== What you will do ==
Report each line of the rows below that contains the word "black", copying every such line in full.

== Listed entries ==
=-=-=-=-=
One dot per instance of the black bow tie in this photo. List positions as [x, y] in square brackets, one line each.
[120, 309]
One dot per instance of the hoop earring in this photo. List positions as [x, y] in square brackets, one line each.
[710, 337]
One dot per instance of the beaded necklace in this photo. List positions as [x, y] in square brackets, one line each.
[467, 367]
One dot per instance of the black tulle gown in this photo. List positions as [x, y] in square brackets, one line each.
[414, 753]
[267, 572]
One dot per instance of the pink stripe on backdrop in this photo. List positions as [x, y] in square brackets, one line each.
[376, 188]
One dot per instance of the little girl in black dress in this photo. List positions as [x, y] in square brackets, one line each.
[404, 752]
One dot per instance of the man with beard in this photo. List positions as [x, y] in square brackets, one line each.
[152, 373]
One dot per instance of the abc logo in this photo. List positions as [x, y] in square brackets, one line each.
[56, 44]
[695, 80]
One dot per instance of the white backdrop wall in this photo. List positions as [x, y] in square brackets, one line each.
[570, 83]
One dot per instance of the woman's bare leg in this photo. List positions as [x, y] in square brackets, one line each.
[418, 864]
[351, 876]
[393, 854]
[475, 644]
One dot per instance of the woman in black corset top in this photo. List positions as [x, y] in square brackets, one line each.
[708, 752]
=-=-=-=-=
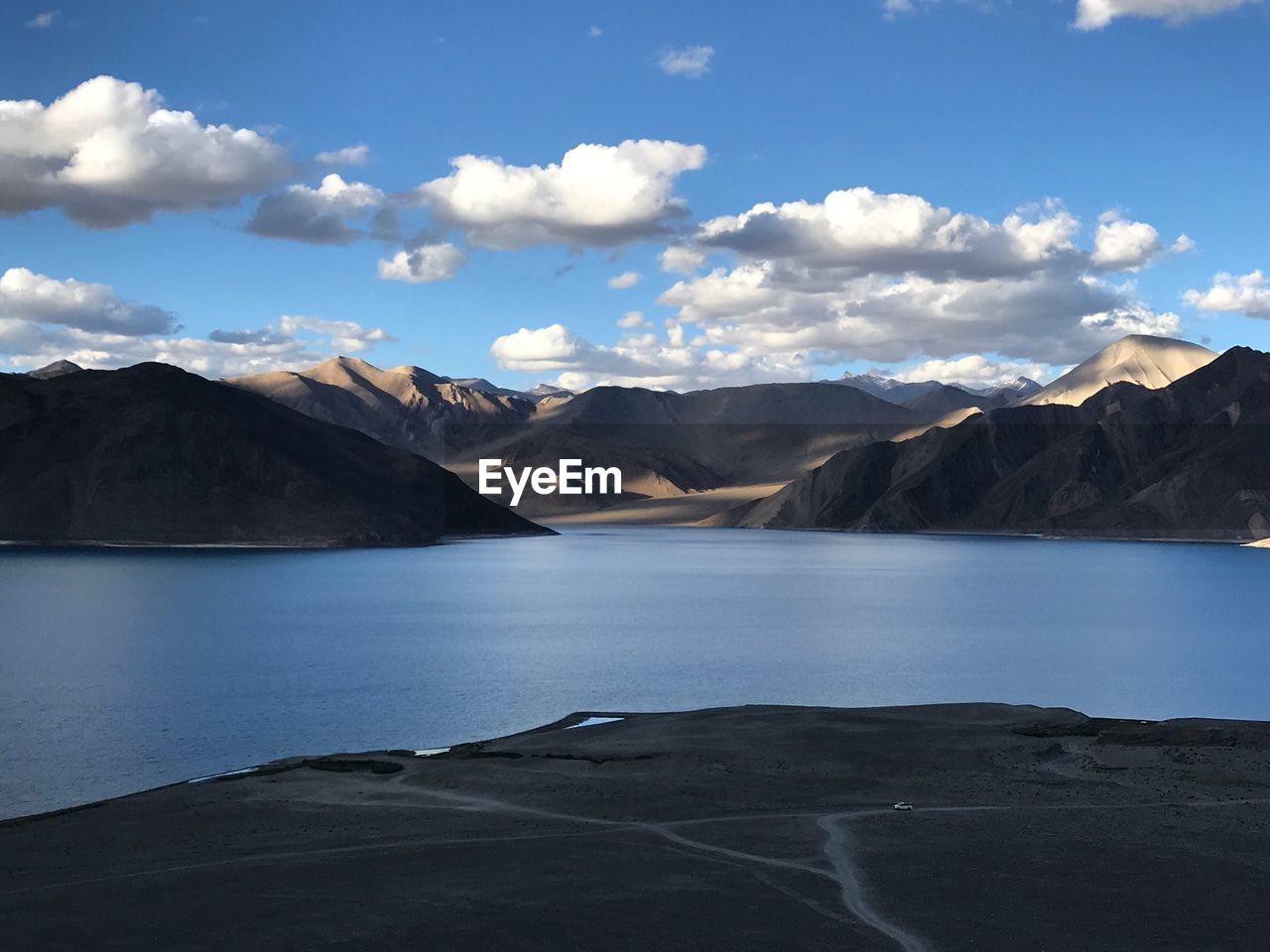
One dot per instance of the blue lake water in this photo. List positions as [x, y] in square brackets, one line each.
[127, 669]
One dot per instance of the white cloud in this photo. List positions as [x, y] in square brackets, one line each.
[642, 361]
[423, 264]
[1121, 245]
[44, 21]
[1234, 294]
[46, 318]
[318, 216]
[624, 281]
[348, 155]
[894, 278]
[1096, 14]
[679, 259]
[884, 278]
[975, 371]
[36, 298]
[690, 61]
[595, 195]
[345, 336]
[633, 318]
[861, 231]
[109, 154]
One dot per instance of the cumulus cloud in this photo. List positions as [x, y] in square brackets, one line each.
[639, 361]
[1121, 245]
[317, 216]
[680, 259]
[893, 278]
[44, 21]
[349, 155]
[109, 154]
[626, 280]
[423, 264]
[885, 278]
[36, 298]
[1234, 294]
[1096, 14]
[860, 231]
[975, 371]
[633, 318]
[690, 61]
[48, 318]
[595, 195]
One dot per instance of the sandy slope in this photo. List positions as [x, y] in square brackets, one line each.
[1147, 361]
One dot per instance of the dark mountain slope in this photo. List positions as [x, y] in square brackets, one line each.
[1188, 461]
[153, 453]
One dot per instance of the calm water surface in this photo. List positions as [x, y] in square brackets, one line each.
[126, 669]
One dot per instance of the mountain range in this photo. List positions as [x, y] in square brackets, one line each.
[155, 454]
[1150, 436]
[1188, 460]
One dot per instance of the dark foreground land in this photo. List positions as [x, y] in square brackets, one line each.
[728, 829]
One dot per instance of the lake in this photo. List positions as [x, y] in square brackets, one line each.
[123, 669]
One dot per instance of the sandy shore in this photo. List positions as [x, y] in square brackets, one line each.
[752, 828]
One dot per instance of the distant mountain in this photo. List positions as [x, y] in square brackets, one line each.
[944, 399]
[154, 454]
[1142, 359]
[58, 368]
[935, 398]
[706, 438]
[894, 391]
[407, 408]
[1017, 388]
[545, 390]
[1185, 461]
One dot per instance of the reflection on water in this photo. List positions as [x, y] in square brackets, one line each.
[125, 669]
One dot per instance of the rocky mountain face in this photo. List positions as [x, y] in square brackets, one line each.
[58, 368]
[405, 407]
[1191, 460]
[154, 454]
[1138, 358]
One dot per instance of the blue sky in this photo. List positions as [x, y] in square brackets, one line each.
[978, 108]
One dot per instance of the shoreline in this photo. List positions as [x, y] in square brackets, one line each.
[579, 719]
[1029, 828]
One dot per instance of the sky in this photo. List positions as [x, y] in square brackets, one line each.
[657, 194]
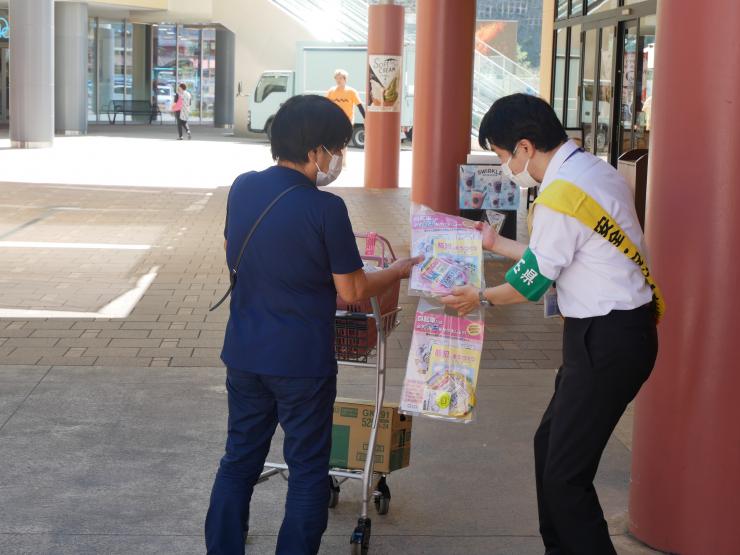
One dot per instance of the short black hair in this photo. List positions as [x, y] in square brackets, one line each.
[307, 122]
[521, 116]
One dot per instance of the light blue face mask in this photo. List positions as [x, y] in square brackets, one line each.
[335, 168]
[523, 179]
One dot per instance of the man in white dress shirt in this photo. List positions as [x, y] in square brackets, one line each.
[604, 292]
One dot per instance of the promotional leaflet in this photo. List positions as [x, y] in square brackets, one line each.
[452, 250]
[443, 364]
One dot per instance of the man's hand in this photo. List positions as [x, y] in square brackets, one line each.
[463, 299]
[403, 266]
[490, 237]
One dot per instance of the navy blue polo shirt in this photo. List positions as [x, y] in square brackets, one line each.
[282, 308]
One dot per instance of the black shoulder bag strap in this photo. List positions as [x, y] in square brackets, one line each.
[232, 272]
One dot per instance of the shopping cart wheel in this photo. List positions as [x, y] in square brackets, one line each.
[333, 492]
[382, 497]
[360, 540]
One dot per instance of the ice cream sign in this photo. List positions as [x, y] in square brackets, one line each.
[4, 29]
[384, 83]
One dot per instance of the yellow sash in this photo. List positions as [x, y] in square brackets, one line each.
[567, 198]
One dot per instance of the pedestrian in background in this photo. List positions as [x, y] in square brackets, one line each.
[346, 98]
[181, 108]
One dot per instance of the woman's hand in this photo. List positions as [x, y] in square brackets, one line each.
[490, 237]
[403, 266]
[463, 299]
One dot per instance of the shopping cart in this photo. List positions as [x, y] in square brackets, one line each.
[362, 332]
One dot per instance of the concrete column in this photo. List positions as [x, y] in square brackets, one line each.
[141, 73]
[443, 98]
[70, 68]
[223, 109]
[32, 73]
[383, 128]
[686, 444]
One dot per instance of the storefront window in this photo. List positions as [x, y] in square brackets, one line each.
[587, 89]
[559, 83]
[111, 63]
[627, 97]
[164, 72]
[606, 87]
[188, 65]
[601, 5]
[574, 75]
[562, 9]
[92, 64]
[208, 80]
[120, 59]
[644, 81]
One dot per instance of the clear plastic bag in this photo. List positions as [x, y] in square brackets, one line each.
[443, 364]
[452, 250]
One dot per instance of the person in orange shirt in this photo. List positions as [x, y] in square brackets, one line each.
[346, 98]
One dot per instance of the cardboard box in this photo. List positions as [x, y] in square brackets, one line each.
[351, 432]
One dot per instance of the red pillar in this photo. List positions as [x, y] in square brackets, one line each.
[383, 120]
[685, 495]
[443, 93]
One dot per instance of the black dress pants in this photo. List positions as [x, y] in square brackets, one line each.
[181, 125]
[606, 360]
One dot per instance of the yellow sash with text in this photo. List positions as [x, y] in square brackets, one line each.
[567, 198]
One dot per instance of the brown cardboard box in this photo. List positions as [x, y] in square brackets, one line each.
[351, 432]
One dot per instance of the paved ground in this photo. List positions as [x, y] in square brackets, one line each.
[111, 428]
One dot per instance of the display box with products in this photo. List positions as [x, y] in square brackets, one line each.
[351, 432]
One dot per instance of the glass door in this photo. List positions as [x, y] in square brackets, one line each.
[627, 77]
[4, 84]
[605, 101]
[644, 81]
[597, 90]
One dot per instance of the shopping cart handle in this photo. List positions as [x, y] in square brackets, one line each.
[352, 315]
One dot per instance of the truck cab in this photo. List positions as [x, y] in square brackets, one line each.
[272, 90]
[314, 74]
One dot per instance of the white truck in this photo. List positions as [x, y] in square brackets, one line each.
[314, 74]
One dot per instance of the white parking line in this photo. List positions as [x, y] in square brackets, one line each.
=-=-=-=-=
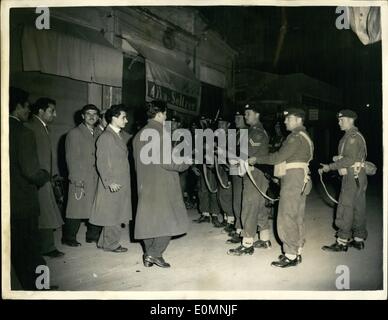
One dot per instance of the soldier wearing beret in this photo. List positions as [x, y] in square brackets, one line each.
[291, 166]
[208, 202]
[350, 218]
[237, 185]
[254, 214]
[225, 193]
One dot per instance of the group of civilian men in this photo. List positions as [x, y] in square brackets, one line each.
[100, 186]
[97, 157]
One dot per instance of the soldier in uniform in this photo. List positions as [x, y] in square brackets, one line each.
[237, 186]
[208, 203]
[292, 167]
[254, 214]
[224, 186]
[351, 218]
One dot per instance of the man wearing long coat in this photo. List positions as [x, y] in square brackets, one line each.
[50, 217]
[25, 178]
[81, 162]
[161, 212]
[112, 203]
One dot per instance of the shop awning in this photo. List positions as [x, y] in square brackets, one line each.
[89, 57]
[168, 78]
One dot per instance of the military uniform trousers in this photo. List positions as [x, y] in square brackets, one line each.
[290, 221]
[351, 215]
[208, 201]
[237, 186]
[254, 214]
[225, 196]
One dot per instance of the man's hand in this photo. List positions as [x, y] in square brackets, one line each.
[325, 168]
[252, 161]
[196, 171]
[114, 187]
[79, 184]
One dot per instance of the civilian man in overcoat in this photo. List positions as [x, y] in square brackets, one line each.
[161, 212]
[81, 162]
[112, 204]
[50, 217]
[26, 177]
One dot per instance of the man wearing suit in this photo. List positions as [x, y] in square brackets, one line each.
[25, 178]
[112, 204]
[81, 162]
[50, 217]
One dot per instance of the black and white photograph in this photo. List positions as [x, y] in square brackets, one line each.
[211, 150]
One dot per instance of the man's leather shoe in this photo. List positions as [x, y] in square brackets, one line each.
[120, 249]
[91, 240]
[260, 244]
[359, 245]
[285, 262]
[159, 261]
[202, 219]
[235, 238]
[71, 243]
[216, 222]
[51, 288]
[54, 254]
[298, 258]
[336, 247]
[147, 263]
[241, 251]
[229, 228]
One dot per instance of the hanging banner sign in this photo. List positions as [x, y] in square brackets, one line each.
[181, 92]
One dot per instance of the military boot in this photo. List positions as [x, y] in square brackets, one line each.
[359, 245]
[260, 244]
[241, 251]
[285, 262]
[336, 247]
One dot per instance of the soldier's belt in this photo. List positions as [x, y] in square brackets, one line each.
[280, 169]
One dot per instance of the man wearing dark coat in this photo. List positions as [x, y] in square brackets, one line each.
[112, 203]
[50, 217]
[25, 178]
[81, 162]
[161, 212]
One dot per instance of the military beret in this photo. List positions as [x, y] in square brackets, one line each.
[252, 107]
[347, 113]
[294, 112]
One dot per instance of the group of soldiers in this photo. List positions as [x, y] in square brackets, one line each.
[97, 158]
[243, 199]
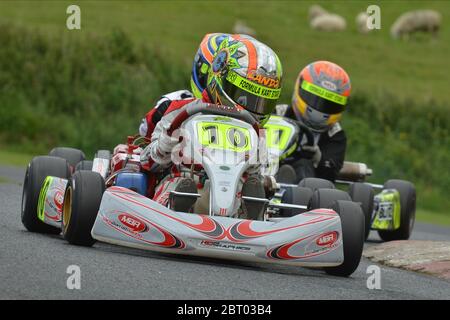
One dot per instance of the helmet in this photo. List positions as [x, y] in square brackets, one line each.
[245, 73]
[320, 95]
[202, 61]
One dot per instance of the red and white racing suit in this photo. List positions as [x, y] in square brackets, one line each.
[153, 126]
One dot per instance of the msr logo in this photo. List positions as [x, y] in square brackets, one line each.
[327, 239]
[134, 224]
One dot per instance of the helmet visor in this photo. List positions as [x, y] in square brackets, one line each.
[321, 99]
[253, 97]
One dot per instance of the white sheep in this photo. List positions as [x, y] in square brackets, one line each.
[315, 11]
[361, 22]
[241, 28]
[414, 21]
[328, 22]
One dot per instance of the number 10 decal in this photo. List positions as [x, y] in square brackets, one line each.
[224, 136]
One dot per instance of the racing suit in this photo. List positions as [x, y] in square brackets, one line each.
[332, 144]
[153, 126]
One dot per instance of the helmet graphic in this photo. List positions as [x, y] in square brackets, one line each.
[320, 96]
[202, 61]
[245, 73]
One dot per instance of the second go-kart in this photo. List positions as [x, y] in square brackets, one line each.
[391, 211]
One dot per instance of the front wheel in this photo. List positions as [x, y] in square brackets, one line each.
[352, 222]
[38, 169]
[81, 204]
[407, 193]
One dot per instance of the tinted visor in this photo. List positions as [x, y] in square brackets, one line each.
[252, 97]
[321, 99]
=-=-=-=-=
== In response ==
One dot per instance of the black bow tie in this photo. List positions as [x, y] in square brackets, one line each.
One dot per instance of the black tulle gown in this photo. List positions as [x, y] in square brackets, one line each.
One dot per instance of the little girl in black dress in this photo. List positions as [x, y] in square brackets, one line each.
One dot per instance of the woman in black corset top in this photo. List positions as [x, y] in square brackets, one line each.
One dot per instance of the short black hair in this photo. List positions as [x, y] in square brackets, one line each.
One dot per instance of the black shoulder bag strap in this photo. List positions as [x, y] in square brackets, one line each.
One dot per instance of the black dress pants in this photo. List positions as [x, y] in square brackets, one line each.
One dot per instance of the black and white photograph in this photo. List positions as [x, y] in square brackets, one line each.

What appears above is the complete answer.